→ Instruction:
Copy the lines from the first one through the line containing "234), (226, 248)]", both included, with the requests unchanged. Multiply each point coordinate in the answers by 0.75 and round to whole numbers, with halves rounded up.

::::

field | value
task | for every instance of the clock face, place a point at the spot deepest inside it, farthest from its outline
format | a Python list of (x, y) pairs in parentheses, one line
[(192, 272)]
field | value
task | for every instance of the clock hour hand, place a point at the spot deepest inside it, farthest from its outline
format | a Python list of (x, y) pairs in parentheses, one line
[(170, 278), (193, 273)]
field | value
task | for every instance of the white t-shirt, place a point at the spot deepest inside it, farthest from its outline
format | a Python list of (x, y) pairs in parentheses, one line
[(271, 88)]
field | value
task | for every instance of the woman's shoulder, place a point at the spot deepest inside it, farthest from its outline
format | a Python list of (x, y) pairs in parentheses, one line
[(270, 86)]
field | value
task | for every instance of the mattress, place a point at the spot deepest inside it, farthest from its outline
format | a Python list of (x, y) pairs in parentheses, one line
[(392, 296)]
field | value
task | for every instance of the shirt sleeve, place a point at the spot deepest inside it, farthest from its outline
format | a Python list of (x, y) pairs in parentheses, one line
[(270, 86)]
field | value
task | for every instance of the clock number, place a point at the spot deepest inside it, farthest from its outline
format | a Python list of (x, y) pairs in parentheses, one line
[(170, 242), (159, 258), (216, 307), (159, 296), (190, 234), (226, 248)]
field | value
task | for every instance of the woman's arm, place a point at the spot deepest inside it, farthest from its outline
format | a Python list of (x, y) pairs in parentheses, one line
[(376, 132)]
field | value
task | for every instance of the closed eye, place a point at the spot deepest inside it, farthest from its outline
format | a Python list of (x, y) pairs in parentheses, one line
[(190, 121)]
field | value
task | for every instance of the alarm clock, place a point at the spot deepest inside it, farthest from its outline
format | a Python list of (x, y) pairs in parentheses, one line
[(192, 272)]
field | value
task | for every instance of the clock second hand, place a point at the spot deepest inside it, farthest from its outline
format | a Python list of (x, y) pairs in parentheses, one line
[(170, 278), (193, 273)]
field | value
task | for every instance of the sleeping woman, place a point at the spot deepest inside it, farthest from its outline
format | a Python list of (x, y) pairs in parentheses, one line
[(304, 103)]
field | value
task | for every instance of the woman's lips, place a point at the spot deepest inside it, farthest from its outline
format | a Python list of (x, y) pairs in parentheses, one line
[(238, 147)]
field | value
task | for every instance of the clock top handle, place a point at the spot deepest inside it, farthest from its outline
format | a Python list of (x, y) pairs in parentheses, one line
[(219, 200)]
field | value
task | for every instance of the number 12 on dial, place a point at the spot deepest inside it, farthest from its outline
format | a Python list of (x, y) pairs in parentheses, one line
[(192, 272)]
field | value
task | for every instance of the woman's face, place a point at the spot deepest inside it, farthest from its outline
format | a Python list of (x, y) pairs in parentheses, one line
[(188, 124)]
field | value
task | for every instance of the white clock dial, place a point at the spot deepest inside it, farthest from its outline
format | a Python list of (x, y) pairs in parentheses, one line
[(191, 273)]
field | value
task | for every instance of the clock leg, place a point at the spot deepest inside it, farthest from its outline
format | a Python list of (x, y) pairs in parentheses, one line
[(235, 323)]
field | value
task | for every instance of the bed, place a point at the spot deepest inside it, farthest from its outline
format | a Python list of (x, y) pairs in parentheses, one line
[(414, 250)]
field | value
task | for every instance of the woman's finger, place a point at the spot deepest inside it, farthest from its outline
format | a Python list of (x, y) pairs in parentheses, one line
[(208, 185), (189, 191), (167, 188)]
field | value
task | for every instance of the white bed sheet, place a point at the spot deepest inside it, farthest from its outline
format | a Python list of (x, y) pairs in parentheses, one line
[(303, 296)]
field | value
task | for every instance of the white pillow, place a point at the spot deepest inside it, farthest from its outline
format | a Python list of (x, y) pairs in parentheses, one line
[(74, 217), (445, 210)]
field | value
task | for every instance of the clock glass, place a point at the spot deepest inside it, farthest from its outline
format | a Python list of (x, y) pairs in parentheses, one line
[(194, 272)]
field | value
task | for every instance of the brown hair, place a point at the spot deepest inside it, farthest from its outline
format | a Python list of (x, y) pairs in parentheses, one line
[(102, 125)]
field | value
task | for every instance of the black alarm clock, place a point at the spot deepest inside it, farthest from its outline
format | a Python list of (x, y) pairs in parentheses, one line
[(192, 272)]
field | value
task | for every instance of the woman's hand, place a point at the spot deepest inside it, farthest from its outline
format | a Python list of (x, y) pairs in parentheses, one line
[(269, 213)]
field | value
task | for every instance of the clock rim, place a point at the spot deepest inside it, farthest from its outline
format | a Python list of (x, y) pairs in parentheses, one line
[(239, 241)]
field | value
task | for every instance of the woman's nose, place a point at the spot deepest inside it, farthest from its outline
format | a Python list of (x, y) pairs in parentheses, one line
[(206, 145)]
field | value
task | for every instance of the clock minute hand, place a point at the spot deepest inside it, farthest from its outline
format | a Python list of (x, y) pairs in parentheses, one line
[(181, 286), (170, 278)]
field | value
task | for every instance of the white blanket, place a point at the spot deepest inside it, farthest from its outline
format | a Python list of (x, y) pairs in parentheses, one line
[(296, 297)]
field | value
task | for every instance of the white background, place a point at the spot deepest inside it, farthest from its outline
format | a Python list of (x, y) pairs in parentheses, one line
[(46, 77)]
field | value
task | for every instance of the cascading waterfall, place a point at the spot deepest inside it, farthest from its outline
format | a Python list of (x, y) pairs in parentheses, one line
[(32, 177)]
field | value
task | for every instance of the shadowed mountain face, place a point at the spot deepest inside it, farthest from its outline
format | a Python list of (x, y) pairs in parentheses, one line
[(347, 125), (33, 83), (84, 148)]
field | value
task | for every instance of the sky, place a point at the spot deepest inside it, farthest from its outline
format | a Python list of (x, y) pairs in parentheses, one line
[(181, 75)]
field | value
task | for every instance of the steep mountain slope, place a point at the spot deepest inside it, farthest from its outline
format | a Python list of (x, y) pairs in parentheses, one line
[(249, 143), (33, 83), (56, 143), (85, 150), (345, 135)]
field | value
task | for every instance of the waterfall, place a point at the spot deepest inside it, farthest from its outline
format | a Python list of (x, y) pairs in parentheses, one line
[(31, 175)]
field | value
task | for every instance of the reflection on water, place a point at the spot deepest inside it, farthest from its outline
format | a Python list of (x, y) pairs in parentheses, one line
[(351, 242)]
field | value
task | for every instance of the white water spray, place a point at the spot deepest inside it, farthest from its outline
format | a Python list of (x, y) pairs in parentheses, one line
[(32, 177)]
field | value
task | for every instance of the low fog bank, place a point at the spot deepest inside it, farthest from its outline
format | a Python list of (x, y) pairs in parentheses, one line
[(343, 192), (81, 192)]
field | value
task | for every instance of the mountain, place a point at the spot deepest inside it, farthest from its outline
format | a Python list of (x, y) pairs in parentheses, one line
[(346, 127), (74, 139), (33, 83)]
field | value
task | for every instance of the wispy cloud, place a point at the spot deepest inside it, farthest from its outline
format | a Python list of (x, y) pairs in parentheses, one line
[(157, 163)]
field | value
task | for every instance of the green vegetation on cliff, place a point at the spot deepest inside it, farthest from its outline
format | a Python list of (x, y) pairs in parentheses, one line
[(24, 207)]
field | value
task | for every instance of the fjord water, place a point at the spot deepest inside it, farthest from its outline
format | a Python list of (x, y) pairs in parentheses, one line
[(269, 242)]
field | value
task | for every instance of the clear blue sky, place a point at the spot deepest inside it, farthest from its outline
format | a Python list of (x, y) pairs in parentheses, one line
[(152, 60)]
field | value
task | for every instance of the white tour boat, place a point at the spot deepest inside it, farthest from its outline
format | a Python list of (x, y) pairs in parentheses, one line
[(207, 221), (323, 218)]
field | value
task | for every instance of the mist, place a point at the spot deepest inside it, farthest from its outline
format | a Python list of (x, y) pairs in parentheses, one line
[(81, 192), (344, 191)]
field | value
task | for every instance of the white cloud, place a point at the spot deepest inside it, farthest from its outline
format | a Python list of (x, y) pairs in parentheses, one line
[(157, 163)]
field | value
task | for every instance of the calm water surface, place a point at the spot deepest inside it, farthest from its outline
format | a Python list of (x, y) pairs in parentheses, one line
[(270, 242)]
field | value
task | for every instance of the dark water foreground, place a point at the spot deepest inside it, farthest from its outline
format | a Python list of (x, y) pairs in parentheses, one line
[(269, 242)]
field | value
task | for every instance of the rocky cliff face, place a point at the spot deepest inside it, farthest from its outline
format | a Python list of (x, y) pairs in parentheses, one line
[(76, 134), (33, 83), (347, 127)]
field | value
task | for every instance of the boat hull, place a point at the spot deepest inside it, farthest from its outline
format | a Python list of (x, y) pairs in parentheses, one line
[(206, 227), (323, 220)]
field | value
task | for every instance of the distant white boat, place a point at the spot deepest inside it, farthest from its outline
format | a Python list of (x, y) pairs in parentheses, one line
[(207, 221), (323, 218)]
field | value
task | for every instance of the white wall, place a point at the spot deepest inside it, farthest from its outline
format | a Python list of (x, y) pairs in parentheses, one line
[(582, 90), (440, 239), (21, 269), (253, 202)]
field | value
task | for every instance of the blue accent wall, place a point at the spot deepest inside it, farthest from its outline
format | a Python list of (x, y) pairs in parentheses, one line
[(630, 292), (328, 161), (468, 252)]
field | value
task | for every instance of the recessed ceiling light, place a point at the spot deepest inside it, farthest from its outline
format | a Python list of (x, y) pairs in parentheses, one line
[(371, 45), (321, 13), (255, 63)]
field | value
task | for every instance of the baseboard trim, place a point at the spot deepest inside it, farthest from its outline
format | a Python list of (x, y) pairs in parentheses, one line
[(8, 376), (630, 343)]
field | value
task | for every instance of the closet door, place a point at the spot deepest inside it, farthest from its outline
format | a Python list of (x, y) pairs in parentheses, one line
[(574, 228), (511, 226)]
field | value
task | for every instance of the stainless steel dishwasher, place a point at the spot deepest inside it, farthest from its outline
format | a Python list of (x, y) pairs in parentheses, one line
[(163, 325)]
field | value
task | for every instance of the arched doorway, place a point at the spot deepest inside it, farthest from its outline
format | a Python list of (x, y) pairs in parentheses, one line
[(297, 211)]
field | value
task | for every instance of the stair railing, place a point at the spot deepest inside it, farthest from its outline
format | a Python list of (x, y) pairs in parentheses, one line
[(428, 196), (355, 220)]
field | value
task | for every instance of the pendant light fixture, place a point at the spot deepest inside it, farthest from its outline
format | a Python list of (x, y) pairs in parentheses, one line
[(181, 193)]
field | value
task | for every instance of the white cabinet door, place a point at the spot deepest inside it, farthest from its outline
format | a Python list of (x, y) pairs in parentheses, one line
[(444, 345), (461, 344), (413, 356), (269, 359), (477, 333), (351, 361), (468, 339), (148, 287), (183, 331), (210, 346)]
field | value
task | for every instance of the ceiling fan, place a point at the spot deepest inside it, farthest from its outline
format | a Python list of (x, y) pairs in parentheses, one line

::::

→ Correct answer:
field | value
task | for every instance of the clock face, place a point at the spot deepest inside it, farthest from its outline
format | a Python list of (x, y) pairs in parentheses, one line
[(144, 204)]
field | value
task | for every instance of the clock hour hand, place a point at the spot deepest inside it, farthest from its outline
format | a Python list of (x, y) pairs in parentheses, one line
[(128, 209), (145, 205)]
field | value
task | for every instance of the white t-shirt, place a point at the spot deepest inside it, farthest from its outline
format | a Python list of (x, y) pairs in parentheses, one line
[(203, 66)]
field | value
task | for every instance of the woman's shoulder, place a point at the spot deepest inside it, farthest from its outline
format | a Python list of (x, y) pairs in parentheses, one line
[(203, 65)]
field | value
task | for every instance of the mattress, place a point at the spot deepest inside it, farthest from its outline
format | a Python list of (x, y) pairs in parentheses, one line
[(294, 222)]
field | value
task | for every instance of the shirt sleeve, place a point at the spot deepest inside it, farthest from its outline
format | a Python list of (x, y) pairs in parentheses, one line
[(203, 65)]
field | value
task | for every instance of the clock number, place a point at the spot deepest inside it, farthest from its outline
format | a Python list of (x, y) pairs in parentheses, one line
[(128, 182), (119, 194), (162, 230), (119, 222), (143, 176), (170, 186)]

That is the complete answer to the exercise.